▸ **Problem statement**
Type out the data exactly as given. Skip any image.

▸ **Task material**
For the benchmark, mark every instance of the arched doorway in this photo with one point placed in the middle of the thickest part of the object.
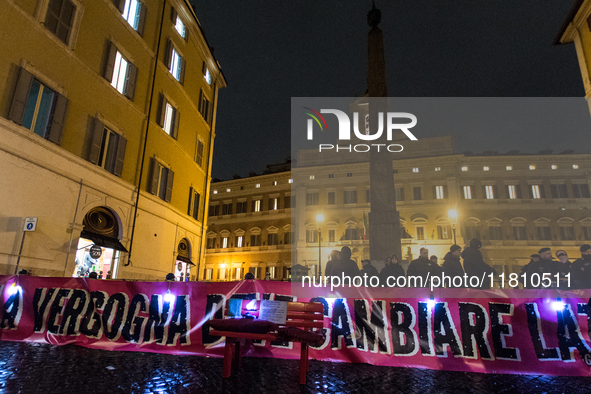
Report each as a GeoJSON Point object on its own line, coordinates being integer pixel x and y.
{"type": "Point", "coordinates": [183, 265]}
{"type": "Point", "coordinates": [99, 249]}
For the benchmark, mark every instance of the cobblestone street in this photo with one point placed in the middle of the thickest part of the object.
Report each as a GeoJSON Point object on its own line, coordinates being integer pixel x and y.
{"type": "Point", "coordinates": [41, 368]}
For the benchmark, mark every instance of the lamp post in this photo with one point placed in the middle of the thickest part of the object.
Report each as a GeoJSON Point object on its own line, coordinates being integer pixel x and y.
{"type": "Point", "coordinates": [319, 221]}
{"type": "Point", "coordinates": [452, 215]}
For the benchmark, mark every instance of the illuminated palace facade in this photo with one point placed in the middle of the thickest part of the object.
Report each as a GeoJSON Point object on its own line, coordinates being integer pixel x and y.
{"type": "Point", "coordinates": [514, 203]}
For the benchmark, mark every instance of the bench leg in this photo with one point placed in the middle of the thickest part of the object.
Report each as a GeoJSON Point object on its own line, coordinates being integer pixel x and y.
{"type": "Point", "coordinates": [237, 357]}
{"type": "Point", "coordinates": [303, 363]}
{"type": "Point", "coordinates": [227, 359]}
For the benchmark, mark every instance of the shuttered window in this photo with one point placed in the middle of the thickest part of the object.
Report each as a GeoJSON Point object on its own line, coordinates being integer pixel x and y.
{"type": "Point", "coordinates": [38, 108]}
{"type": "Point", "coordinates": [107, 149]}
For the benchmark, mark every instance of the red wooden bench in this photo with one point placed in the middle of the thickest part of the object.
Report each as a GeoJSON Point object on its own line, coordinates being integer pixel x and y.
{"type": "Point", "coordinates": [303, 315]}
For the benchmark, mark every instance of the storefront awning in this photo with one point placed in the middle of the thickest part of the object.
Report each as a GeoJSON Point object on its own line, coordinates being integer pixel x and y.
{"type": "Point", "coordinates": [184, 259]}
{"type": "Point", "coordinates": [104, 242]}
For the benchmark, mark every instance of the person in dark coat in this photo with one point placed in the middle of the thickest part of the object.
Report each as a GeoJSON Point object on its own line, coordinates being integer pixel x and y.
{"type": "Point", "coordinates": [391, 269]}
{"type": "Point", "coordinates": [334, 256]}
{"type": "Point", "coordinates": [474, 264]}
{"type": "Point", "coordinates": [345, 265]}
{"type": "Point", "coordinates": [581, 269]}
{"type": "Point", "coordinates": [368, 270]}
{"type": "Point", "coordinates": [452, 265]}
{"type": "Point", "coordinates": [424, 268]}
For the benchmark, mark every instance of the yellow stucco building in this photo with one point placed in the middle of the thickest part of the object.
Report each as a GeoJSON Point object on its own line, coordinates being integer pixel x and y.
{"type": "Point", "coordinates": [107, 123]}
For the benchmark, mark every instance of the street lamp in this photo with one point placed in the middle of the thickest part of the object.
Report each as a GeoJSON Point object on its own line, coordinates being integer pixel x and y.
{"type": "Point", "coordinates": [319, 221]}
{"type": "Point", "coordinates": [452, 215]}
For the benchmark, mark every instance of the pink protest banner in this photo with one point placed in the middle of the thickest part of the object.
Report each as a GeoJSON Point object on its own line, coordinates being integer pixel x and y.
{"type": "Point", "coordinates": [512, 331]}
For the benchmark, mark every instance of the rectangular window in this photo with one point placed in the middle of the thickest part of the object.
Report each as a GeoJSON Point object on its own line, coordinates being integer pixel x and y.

▸ **Exercise answer**
For the benchmark, mark every instance of the arched doorway in this photo with one point placed in the middle of the thickest part of the object.
Report each as a GeoJSON Point object on its own line, coordinates being integer pixel x and y.
{"type": "Point", "coordinates": [183, 265]}
{"type": "Point", "coordinates": [99, 249]}
For the benchmark, mark every instance of the cobblestone street in this photo with one point placed in the middle of the thickest part of the object.
Report each as a GeoJSON Point object on its own line, coordinates being integer pixel x and y.
{"type": "Point", "coordinates": [41, 368]}
For the benchmark, mark every instance of the lamp post in this photo with one point placed in the middle of the thickest part of the object.
Report each as a GeoJSON Point object on its own line, coordinates being integer pixel x and y.
{"type": "Point", "coordinates": [319, 221]}
{"type": "Point", "coordinates": [452, 215]}
For the benchmark, mark every instance of the illuminated palace facade in this photo with one point placed in the middle of the thickest part of the object.
Report each as a GeoJSON Point object on its own line, coordinates being integer pixel x and y.
{"type": "Point", "coordinates": [514, 203]}
For the benchmark, mark every instance of the bench leg in this photo with one point placed in the middle of the thickest part of the object.
Report each as a GeoJSON Point object on its own line, coordinates being integer pixel x and y.
{"type": "Point", "coordinates": [237, 357]}
{"type": "Point", "coordinates": [303, 363]}
{"type": "Point", "coordinates": [227, 359]}
For the benchmark, mark every instance of the shuttered window in this photo with one point placed in the middle of the thickest part of the object.
Report each as a GeoJSON Point object on its own line, coordinates being integer pixel x and y.
{"type": "Point", "coordinates": [38, 108]}
{"type": "Point", "coordinates": [107, 149]}
For the benchmark, mark every instance of the red wooden bench in this photo with one point placed in the middle of the thickest part of the object.
Report each as a GeoJSON Point object on its own line, coordinates being integer pixel x and y.
{"type": "Point", "coordinates": [303, 315]}
For the benchmark, mark every instance of the storefront awning in this photo with one point placed in the middle of the thickest part of the object.
Report each as a GeoJSON Point object on its own line, coordinates being integer pixel x and y.
{"type": "Point", "coordinates": [184, 259]}
{"type": "Point", "coordinates": [104, 242]}
For the benchmark, mark every instance of the person in dark coat in this photo with one point placed in the middle of the thickest part of the object.
Report each as a GeoJSON Point object on its own line, coordinates being integer pixel x and y.
{"type": "Point", "coordinates": [391, 269]}
{"type": "Point", "coordinates": [334, 256]}
{"type": "Point", "coordinates": [474, 264]}
{"type": "Point", "coordinates": [345, 265]}
{"type": "Point", "coordinates": [581, 269]}
{"type": "Point", "coordinates": [368, 270]}
{"type": "Point", "coordinates": [452, 265]}
{"type": "Point", "coordinates": [424, 268]}
For the benchmark, mark every instance of the yellow stucco building in this photo with one point placed in the middle of the thickest part of the object.
Report each as a GeoJSON Point object on its own line, coordinates being integer pixel x and y.
{"type": "Point", "coordinates": [107, 123]}
For the benchmark, mark every instance of the street lamp in this photo with one point placed in the middle of the thickest part of the object.
Report each as a GeoJSON Point object on its own line, coordinates being integer pixel x and y.
{"type": "Point", "coordinates": [319, 221]}
{"type": "Point", "coordinates": [452, 215]}
For the benchmark, mark every instance of the pink protest banner in this photo with one point placed in the middle of the thickest part of the object.
Report each as a GeoJSON Point object on its own line, coordinates being integer pixel x and y.
{"type": "Point", "coordinates": [512, 331]}
For the benchmark, mark every instance of the rectangular window in this photo with one point placed in the middle of the thickest part of the object.
Report each as a GeoJSON Point object on its own line, coordinates being integer pixel x and y.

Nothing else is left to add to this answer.